▶ **TEXT EXCERPT**:
>> Begin
When is log_mix preferable to log_sum_exp for mixtures?

I’ve been working with some models that contain mixture components, and I’m trying to see if the new (ish) log_mix interfaces can squeeze out a bit more performance over the usual log_sum_exp approach. So far things are looking mixed, which is confusing me.

For example, a simple 2 mixture model as follows with log_sum_exp

data {
  int N;
  vector[N] y;
}

parameters {
  real<lower=0, upper=1> lambda;
}

model {
  profile("all") {
    for (i in 1:N) {
      target += log_sum_exp(
        log(lambda) + normal_lpdf(y[i] | -1, 2),
        log1m(lambda) + normal_lpdf(y[i] | 3, 1)
      );
    }
  }
}

is about 50% slower (per gradient) than a log_mix equivalent:

data {
  int N;
  vector[N] y;
}

parameters {
  real <lower=0, upper=1> lambda;
}

model {
  profile("all") {
    for (i in 1:N) {
      target += log_mix(lambda,
        normal_lpdf(y[i] | -1, 2),
        normal_lpdf(y[i] | 3, 1)
>> End
▶ **AIM**:
Translate this sentence from the forum post on log_mix into Spanish: "So far things are looking mixed, which is confusing me." The entries after this point are separate material, unrelated to the forum post on log_mix.

▶ **ITEMS**:
>> Begin
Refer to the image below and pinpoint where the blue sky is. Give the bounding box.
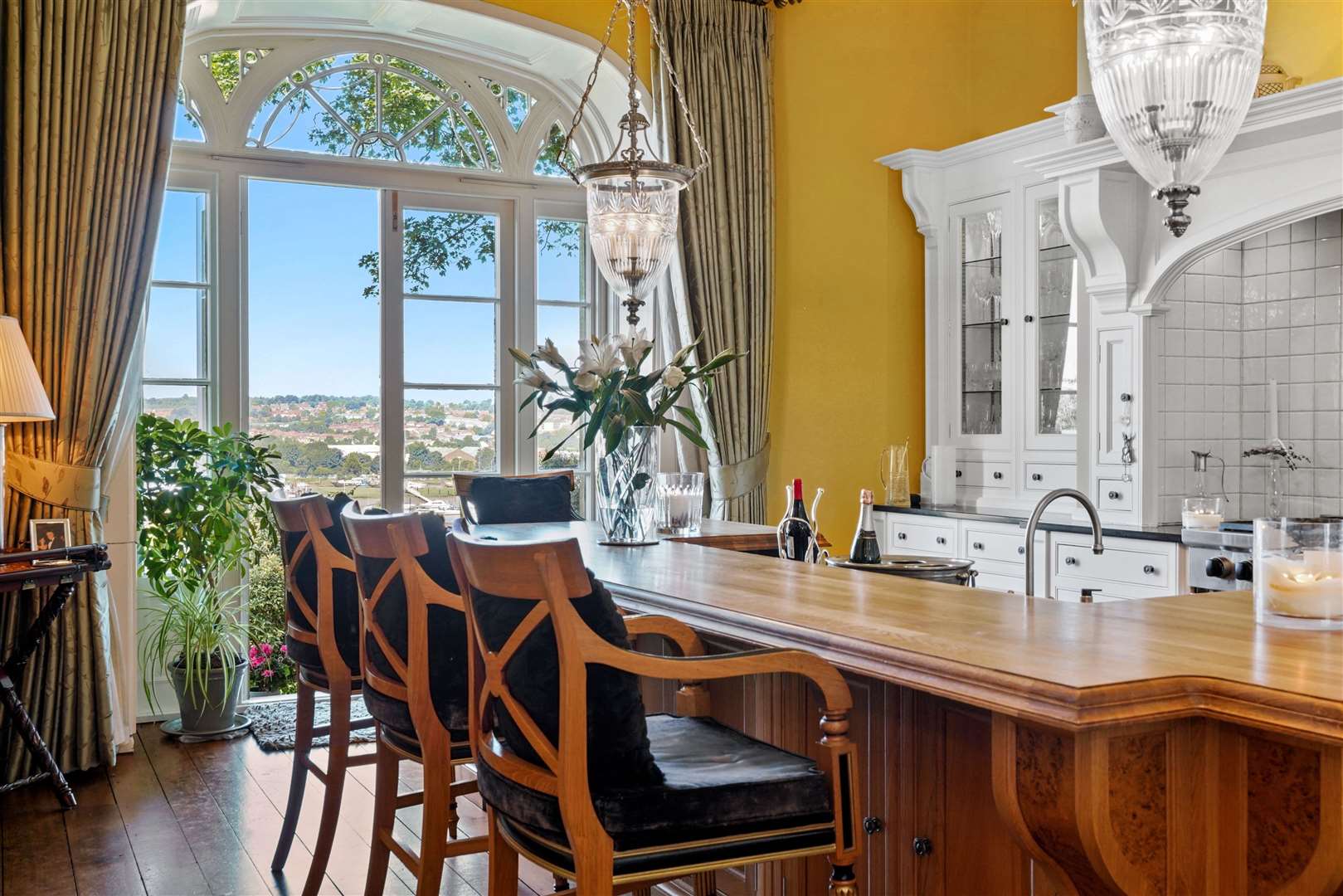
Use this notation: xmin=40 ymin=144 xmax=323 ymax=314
xmin=145 ymin=173 xmax=580 ymax=397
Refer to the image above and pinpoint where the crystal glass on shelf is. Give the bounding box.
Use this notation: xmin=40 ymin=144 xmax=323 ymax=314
xmin=658 ymin=473 xmax=703 ymax=534
xmin=1254 ymin=519 xmax=1343 ymax=630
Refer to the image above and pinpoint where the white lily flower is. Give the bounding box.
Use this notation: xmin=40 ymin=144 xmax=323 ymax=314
xmin=579 ymin=337 xmax=620 ymax=379
xmin=517 ymin=371 xmax=557 ymax=392
xmin=534 ymin=338 xmax=568 ymax=369
xmin=618 ymin=330 xmax=653 ymax=371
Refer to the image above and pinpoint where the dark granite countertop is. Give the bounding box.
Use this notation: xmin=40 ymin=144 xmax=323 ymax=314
xmin=872 ymin=504 xmax=1180 ymax=542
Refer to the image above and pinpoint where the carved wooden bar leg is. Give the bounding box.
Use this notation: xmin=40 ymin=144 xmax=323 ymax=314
xmin=992 ymin=714 xmax=1343 ymax=896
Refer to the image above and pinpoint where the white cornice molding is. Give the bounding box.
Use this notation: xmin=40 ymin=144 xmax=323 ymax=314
xmin=1015 ymin=78 xmax=1343 ymax=178
xmin=877 ymin=118 xmax=1063 ymax=171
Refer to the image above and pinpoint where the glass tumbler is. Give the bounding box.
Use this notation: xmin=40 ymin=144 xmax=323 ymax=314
xmin=1254 ymin=519 xmax=1343 ymax=630
xmin=658 ymin=473 xmax=703 ymax=534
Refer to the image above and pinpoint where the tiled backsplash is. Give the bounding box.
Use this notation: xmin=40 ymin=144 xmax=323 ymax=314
xmin=1158 ymin=211 xmax=1343 ymax=523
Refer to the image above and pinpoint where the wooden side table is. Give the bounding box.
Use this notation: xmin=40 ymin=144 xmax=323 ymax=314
xmin=0 ymin=544 xmax=111 ymax=809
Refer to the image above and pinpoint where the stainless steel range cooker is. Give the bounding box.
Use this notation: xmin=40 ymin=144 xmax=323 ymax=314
xmin=1180 ymin=521 xmax=1254 ymax=591
xmin=1180 ymin=517 xmax=1332 ymax=591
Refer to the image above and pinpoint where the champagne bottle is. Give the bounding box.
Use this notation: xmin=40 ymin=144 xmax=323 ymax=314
xmin=849 ymin=489 xmax=881 ymax=562
xmin=783 ymin=480 xmax=811 ymax=560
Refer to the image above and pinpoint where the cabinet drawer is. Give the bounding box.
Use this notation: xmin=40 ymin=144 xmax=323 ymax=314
xmin=956 ymin=460 xmax=1011 ymax=489
xmin=961 ymin=523 xmax=1025 ymax=562
xmin=1096 ymin=480 xmax=1137 ymax=510
xmin=1053 ymin=538 xmax=1179 ymax=594
xmin=1022 ymin=464 xmax=1077 ymax=492
xmin=883 ymin=514 xmax=956 ymax=558
xmin=1050 ymin=582 xmax=1128 ymax=603
xmin=975 ymin=571 xmax=1026 ymax=594
xmin=1053 ymin=577 xmax=1176 ymax=603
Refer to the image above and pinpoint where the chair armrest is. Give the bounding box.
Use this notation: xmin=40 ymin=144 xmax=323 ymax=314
xmin=625 ymin=616 xmax=705 ymax=657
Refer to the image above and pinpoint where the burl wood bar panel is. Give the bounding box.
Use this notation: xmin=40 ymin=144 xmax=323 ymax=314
xmin=478 ymin=523 xmax=1343 ymax=896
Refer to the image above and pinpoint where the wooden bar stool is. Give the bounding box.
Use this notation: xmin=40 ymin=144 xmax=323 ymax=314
xmin=453 ymin=470 xmax=583 ymax=525
xmin=449 ymin=528 xmax=859 ymax=896
xmin=270 ymin=494 xmax=373 ymax=896
xmin=341 ymin=508 xmax=489 ymax=896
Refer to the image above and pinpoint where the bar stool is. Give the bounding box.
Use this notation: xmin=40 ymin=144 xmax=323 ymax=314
xmin=270 ymin=494 xmax=373 ymax=896
xmin=341 ymin=506 xmax=489 ymax=896
xmin=453 ymin=470 xmax=583 ymax=525
xmin=449 ymin=528 xmax=861 ymax=896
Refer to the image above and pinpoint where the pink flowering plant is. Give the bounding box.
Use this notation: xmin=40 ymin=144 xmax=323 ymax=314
xmin=247 ymin=640 xmax=294 ymax=690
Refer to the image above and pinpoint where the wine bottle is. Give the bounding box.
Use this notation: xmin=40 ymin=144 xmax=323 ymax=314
xmin=783 ymin=480 xmax=811 ymax=560
xmin=849 ymin=489 xmax=881 ymax=562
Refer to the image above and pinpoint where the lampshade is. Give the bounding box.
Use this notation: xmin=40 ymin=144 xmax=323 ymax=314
xmin=1085 ymin=0 xmax=1268 ymax=236
xmin=0 ymin=317 xmax=56 ymax=423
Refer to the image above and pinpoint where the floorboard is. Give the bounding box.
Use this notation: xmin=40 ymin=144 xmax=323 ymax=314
xmin=65 ymin=768 xmax=145 ymax=896
xmin=108 ymin=736 xmax=211 ymax=896
xmin=0 ymin=785 xmax=75 ymax=896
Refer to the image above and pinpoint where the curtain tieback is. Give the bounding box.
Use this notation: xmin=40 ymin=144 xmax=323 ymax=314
xmin=709 ymin=436 xmax=770 ymax=501
xmin=4 ymin=451 xmax=102 ymax=514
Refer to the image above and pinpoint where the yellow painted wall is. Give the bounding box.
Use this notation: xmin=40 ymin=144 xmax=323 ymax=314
xmin=486 ymin=0 xmax=1343 ymax=539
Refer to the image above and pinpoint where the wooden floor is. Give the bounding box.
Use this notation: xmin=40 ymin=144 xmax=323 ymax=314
xmin=0 ymin=725 xmax=553 ymax=896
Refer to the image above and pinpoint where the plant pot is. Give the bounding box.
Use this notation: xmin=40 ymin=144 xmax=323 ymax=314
xmin=168 ymin=658 xmax=247 ymax=732
xmin=596 ymin=426 xmax=658 ymax=544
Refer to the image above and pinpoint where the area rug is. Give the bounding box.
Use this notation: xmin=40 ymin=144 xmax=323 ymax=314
xmin=245 ymin=696 xmax=375 ymax=752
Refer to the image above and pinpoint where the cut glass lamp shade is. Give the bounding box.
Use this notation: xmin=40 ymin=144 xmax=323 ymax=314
xmin=577 ymin=161 xmax=690 ymax=326
xmin=1085 ymin=0 xmax=1268 ymax=236
xmin=0 ymin=316 xmax=56 ymax=426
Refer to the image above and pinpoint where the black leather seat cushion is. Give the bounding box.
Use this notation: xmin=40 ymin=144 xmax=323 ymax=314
xmin=477 ymin=716 xmax=834 ymax=852
xmin=470 ymin=475 xmax=579 ymax=525
xmin=280 ymin=494 xmax=358 ymax=675
xmin=354 ymin=514 xmax=470 ymax=736
xmin=473 ymin=571 xmax=662 ymax=787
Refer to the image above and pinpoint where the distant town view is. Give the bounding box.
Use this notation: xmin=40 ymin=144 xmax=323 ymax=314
xmin=144 ymin=392 xmax=580 ymax=514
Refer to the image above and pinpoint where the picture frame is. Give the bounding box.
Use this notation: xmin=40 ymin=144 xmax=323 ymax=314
xmin=28 ymin=519 xmax=70 ymax=564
>> End
▶ **ANSWER TO THE PROBLEM**:
Hasta ahora los resultados son dispares, lo cual me confunde.